_Problem to solve:_ Pick out and copy every line below that contains the string "front". Matching is case-sensitive.

--- begin Information provided ---

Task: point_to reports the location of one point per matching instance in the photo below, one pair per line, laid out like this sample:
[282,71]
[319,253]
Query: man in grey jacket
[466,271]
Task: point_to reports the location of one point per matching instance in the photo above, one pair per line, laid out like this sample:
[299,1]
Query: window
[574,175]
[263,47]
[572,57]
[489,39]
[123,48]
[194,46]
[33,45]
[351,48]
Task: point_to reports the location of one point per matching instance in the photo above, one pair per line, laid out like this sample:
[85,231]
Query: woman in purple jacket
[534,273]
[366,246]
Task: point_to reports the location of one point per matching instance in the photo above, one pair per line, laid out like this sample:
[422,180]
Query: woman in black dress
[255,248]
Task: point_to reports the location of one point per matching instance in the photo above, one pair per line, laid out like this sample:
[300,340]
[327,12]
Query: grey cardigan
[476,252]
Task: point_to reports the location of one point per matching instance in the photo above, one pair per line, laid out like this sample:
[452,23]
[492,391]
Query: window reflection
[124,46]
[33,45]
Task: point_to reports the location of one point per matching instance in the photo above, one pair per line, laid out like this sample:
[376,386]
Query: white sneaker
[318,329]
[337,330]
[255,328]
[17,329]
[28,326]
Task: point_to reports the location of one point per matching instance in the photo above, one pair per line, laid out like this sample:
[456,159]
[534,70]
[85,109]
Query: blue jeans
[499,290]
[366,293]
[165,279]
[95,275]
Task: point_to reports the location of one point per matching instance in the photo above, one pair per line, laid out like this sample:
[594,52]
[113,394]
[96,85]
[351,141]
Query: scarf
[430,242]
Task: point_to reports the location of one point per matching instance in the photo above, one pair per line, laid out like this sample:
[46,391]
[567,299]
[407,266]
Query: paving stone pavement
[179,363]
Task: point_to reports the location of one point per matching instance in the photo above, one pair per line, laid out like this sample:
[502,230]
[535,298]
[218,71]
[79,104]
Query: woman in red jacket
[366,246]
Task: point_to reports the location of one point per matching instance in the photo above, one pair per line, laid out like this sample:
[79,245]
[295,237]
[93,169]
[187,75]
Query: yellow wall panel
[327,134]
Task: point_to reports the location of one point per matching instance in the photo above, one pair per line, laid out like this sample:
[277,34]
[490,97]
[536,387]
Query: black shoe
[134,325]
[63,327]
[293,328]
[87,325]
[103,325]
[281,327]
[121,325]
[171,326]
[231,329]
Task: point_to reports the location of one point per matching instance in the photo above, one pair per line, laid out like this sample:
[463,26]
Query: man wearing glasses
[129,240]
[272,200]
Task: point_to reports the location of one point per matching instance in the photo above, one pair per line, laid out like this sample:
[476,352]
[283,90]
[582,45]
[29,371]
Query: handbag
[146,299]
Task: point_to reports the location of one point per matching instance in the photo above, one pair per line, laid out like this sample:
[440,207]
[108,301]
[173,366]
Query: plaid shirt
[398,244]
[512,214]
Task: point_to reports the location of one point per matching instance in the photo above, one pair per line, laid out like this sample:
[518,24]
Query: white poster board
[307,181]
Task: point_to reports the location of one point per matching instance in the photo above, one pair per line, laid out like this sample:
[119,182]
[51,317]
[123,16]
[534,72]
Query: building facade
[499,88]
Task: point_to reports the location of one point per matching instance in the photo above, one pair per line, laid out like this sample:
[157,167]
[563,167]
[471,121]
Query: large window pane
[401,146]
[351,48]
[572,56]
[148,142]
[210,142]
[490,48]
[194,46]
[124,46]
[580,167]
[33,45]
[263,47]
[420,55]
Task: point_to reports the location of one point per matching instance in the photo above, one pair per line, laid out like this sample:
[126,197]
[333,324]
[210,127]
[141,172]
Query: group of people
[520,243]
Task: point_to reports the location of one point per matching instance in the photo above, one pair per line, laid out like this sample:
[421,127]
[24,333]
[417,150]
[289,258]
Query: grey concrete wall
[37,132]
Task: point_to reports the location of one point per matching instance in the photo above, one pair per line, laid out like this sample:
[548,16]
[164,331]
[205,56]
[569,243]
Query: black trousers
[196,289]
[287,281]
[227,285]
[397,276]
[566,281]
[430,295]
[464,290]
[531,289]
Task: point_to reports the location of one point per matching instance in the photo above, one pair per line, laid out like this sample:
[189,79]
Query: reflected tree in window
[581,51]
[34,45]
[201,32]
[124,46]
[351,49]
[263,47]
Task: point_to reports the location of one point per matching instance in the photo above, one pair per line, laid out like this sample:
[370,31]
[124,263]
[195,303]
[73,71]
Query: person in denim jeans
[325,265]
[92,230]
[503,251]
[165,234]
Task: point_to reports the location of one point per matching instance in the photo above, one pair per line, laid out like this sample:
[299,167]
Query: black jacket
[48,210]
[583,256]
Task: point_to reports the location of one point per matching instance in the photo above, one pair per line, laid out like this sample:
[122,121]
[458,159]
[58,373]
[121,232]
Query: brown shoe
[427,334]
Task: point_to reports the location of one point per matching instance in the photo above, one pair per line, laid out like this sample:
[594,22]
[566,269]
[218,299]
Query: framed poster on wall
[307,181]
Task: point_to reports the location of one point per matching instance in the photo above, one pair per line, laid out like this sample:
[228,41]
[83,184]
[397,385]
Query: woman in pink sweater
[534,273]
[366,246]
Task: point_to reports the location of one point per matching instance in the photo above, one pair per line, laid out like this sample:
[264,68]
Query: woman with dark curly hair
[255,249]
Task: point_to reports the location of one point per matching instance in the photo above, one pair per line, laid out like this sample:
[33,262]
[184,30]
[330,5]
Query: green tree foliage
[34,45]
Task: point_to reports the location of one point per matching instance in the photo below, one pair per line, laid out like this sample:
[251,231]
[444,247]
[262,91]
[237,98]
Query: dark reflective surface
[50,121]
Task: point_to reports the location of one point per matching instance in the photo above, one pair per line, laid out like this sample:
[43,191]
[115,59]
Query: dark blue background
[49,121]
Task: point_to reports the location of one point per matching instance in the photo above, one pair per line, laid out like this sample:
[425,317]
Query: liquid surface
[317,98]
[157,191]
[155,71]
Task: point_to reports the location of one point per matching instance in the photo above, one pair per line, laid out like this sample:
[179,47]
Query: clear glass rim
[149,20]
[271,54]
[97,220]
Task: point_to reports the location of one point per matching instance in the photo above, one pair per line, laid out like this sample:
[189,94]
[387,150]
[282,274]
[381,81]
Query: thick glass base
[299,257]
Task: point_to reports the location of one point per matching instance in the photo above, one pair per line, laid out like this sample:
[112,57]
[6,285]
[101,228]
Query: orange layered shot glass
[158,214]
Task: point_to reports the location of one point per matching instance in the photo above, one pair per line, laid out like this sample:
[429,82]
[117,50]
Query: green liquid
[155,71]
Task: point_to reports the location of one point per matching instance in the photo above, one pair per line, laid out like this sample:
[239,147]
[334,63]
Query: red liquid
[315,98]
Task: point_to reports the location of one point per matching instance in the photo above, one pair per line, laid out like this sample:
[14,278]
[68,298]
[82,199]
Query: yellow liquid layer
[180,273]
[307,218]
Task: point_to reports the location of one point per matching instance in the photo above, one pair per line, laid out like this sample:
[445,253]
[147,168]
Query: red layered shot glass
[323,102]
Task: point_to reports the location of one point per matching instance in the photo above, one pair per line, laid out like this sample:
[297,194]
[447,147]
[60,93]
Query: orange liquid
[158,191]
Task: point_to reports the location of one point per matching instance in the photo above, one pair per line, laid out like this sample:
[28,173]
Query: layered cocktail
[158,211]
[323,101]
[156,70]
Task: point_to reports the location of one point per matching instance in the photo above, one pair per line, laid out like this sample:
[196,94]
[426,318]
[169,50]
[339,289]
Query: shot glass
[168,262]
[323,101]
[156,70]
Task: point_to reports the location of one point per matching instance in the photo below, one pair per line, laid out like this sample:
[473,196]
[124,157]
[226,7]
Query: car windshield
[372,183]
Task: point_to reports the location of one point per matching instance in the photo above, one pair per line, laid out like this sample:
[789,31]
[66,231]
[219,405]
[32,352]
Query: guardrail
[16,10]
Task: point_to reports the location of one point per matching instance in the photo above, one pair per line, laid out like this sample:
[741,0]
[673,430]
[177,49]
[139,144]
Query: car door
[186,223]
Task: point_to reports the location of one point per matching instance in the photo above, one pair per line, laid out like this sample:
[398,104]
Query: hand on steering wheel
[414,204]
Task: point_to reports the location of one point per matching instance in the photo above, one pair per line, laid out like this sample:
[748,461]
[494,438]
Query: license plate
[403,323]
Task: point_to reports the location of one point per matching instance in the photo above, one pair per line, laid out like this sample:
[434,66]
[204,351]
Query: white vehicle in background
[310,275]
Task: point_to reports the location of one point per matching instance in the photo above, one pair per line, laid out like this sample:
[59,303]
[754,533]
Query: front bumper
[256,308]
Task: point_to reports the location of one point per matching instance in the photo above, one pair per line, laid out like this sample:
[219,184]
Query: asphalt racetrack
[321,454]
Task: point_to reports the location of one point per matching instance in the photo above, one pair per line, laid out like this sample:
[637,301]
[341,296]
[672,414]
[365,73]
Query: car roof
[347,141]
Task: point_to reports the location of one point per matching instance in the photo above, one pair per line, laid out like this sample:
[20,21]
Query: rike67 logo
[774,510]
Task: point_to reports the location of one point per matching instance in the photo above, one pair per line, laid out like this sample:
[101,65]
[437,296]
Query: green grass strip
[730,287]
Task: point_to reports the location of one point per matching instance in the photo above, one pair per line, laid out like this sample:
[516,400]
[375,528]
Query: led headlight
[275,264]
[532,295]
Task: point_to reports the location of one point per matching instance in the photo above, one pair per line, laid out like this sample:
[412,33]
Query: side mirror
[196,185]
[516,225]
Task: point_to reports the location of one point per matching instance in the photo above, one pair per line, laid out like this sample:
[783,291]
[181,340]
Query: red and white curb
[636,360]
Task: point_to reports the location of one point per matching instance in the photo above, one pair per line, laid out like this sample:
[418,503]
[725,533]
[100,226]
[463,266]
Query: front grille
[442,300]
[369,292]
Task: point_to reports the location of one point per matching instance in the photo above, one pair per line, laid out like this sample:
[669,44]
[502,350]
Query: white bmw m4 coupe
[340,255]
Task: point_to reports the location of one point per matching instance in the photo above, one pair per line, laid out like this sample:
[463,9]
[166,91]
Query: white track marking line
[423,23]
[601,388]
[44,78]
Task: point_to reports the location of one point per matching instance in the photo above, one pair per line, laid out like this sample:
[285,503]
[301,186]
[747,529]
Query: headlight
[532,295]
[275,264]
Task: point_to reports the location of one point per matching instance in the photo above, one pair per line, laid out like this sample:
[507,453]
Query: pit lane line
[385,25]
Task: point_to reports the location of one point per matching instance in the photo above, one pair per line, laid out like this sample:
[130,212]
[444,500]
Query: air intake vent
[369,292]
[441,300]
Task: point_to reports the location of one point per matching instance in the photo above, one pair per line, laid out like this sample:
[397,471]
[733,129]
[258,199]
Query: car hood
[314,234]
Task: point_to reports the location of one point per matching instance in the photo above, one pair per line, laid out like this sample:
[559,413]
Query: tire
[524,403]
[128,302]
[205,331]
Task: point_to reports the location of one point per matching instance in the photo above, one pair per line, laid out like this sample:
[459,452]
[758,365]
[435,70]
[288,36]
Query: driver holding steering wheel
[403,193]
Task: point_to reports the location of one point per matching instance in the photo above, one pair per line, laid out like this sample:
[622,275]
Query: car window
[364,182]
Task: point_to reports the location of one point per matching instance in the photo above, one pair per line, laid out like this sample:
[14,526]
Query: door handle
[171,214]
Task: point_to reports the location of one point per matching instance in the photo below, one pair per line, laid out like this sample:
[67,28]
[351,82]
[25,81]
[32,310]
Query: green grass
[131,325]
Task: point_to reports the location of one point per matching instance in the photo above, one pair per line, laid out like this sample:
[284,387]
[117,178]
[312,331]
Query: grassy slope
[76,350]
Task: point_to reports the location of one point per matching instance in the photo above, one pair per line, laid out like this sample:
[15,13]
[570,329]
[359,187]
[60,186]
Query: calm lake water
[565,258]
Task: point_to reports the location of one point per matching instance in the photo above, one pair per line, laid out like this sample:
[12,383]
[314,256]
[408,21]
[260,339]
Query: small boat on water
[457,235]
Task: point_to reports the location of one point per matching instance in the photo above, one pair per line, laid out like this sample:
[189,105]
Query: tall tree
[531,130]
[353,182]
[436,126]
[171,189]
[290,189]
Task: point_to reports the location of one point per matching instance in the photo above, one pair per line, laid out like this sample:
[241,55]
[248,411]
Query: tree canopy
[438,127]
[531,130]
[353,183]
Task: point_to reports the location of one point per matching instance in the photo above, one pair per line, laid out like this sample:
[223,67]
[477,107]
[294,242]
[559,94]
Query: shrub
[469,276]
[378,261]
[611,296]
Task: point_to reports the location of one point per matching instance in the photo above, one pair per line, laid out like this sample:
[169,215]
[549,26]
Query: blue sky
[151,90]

--- end Information provided ---

_The output:_
Query: front bumper
Query: front grille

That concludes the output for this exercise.